* [What needs to be done]:
Reproduce the material, swapping "tree trunk" for "tree stem" wherever it occurs and leaving everything else unchanged.
---*---
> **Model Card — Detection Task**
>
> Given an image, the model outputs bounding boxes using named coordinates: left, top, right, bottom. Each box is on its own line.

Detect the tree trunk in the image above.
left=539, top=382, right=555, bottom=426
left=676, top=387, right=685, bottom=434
---*---
* [The response]:
> **Model Card — Detection Task**
>
> Given an image, the model outputs bounding boxes using named coordinates: left, top, right, bottom. Each box is on its own line.

Detect the tree stem in the image above.
left=539, top=382, right=555, bottom=426
left=676, top=387, right=685, bottom=434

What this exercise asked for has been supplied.